The answer must be every line below that contains the string "following".

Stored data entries
____________

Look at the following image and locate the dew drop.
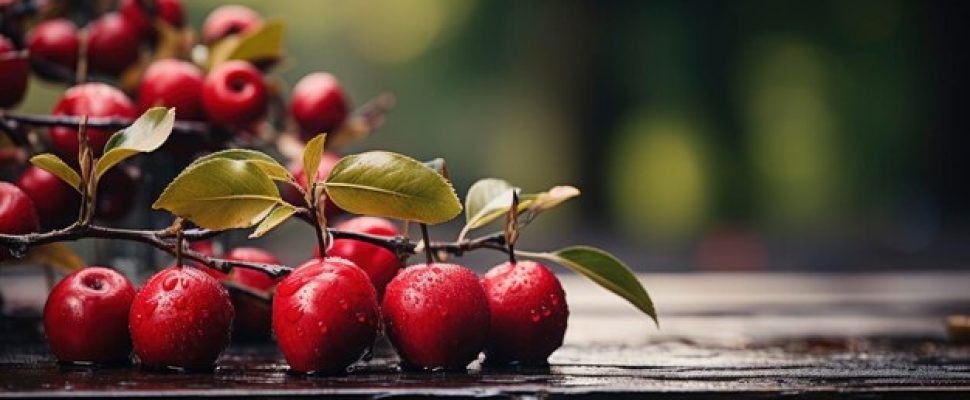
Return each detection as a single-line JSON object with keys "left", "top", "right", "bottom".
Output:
{"left": 162, "top": 276, "right": 179, "bottom": 291}
{"left": 530, "top": 309, "right": 541, "bottom": 323}
{"left": 549, "top": 294, "right": 559, "bottom": 305}
{"left": 542, "top": 307, "right": 552, "bottom": 317}
{"left": 338, "top": 298, "right": 349, "bottom": 310}
{"left": 318, "top": 322, "right": 329, "bottom": 335}
{"left": 356, "top": 313, "right": 367, "bottom": 323}
{"left": 285, "top": 304, "right": 303, "bottom": 323}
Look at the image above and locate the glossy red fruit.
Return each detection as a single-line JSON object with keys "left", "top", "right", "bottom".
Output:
{"left": 129, "top": 265, "right": 234, "bottom": 370}
{"left": 201, "top": 60, "right": 267, "bottom": 127}
{"left": 201, "top": 4, "right": 262, "bottom": 44}
{"left": 44, "top": 267, "right": 136, "bottom": 364}
{"left": 273, "top": 257, "right": 380, "bottom": 374}
{"left": 137, "top": 59, "right": 205, "bottom": 121}
{"left": 0, "top": 35, "right": 29, "bottom": 108}
{"left": 86, "top": 12, "right": 141, "bottom": 76}
{"left": 290, "top": 72, "right": 350, "bottom": 142}
{"left": 481, "top": 261, "right": 568, "bottom": 365}
{"left": 382, "top": 263, "right": 490, "bottom": 370}
{"left": 286, "top": 152, "right": 341, "bottom": 216}
{"left": 15, "top": 165, "right": 80, "bottom": 229}
{"left": 224, "top": 247, "right": 279, "bottom": 339}
{"left": 50, "top": 83, "right": 137, "bottom": 163}
{"left": 0, "top": 182, "right": 40, "bottom": 259}
{"left": 120, "top": 0, "right": 185, "bottom": 34}
{"left": 26, "top": 19, "right": 79, "bottom": 73}
{"left": 318, "top": 217, "right": 402, "bottom": 295}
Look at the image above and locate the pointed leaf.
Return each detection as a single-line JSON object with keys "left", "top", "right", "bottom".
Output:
{"left": 527, "top": 246, "right": 657, "bottom": 325}
{"left": 95, "top": 107, "right": 175, "bottom": 181}
{"left": 302, "top": 133, "right": 327, "bottom": 186}
{"left": 249, "top": 204, "right": 297, "bottom": 238}
{"left": 519, "top": 185, "right": 580, "bottom": 225}
{"left": 323, "top": 151, "right": 461, "bottom": 224}
{"left": 153, "top": 158, "right": 287, "bottom": 230}
{"left": 193, "top": 149, "right": 292, "bottom": 182}
{"left": 207, "top": 19, "right": 284, "bottom": 69}
{"left": 30, "top": 154, "right": 81, "bottom": 192}
{"left": 464, "top": 178, "right": 512, "bottom": 222}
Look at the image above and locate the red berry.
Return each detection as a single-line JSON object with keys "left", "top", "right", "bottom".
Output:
{"left": 15, "top": 165, "right": 80, "bottom": 229}
{"left": 382, "top": 263, "right": 490, "bottom": 370}
{"left": 290, "top": 72, "right": 350, "bottom": 142}
{"left": 0, "top": 34, "right": 29, "bottom": 108}
{"left": 319, "top": 217, "right": 402, "bottom": 295}
{"left": 0, "top": 182, "right": 39, "bottom": 259}
{"left": 481, "top": 261, "right": 568, "bottom": 365}
{"left": 137, "top": 59, "right": 205, "bottom": 121}
{"left": 201, "top": 5, "right": 262, "bottom": 44}
{"left": 26, "top": 19, "right": 79, "bottom": 74}
{"left": 129, "top": 265, "right": 234, "bottom": 370}
{"left": 273, "top": 257, "right": 380, "bottom": 374}
{"left": 44, "top": 267, "right": 135, "bottom": 364}
{"left": 50, "top": 83, "right": 137, "bottom": 163}
{"left": 224, "top": 247, "right": 279, "bottom": 339}
{"left": 86, "top": 12, "right": 142, "bottom": 76}
{"left": 120, "top": 0, "right": 185, "bottom": 34}
{"left": 286, "top": 152, "right": 341, "bottom": 216}
{"left": 201, "top": 60, "right": 267, "bottom": 127}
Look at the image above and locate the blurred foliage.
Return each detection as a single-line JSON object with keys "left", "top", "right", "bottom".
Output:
{"left": 14, "top": 0, "right": 968, "bottom": 270}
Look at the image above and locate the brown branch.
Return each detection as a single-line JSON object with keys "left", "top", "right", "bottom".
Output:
{"left": 0, "top": 223, "right": 508, "bottom": 279}
{"left": 0, "top": 111, "right": 210, "bottom": 135}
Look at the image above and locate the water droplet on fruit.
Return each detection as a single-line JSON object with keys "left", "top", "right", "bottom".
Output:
{"left": 318, "top": 322, "right": 329, "bottom": 334}
{"left": 162, "top": 276, "right": 179, "bottom": 291}
{"left": 338, "top": 298, "right": 348, "bottom": 310}
{"left": 285, "top": 304, "right": 303, "bottom": 323}
{"left": 431, "top": 266, "right": 441, "bottom": 274}
{"left": 530, "top": 309, "right": 541, "bottom": 323}
{"left": 438, "top": 307, "right": 449, "bottom": 317}
{"left": 356, "top": 313, "right": 367, "bottom": 323}
{"left": 542, "top": 307, "right": 552, "bottom": 317}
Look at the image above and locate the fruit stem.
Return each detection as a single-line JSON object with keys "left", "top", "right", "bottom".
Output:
{"left": 420, "top": 223, "right": 434, "bottom": 265}
{"left": 505, "top": 191, "right": 520, "bottom": 264}
{"left": 174, "top": 219, "right": 184, "bottom": 266}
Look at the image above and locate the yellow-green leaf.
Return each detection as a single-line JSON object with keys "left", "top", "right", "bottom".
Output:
{"left": 249, "top": 204, "right": 297, "bottom": 238}
{"left": 525, "top": 246, "right": 657, "bottom": 325}
{"left": 95, "top": 107, "right": 175, "bottom": 181}
{"left": 30, "top": 154, "right": 81, "bottom": 192}
{"left": 207, "top": 19, "right": 284, "bottom": 69}
{"left": 193, "top": 149, "right": 292, "bottom": 182}
{"left": 153, "top": 158, "right": 288, "bottom": 230}
{"left": 324, "top": 151, "right": 462, "bottom": 225}
{"left": 302, "top": 133, "right": 327, "bottom": 186}
{"left": 24, "top": 243, "right": 84, "bottom": 273}
{"left": 423, "top": 158, "right": 451, "bottom": 181}
{"left": 459, "top": 178, "right": 536, "bottom": 241}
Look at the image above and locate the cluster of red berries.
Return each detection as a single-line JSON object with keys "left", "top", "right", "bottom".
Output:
{"left": 1, "top": 2, "right": 352, "bottom": 227}
{"left": 41, "top": 215, "right": 569, "bottom": 373}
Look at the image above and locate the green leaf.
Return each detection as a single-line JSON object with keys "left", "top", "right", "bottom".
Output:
{"left": 153, "top": 158, "right": 288, "bottom": 230}
{"left": 249, "top": 204, "right": 297, "bottom": 238}
{"left": 324, "top": 151, "right": 462, "bottom": 224}
{"left": 29, "top": 154, "right": 81, "bottom": 192}
{"left": 302, "top": 133, "right": 327, "bottom": 186}
{"left": 207, "top": 19, "right": 284, "bottom": 69}
{"left": 193, "top": 149, "right": 292, "bottom": 182}
{"left": 519, "top": 185, "right": 580, "bottom": 224}
{"left": 95, "top": 107, "right": 175, "bottom": 181}
{"left": 525, "top": 246, "right": 658, "bottom": 325}
{"left": 459, "top": 178, "right": 536, "bottom": 240}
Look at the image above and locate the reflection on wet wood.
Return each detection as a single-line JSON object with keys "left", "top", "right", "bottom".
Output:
{"left": 2, "top": 273, "right": 970, "bottom": 398}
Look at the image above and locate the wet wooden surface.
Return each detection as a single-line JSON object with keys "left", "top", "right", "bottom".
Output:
{"left": 2, "top": 272, "right": 970, "bottom": 398}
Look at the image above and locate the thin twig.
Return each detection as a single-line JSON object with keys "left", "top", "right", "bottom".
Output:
{"left": 0, "top": 112, "right": 210, "bottom": 135}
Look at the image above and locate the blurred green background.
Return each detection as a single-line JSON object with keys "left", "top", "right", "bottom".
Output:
{"left": 13, "top": 0, "right": 970, "bottom": 272}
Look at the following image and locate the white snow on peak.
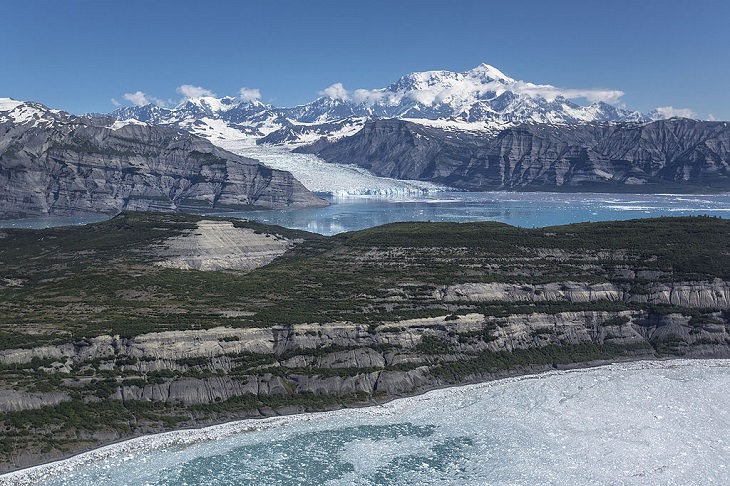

____________

- [COMPLETED TASK]:
Look at the following image and locate the dew drop.
Look at the following image and locate the white snow on peak.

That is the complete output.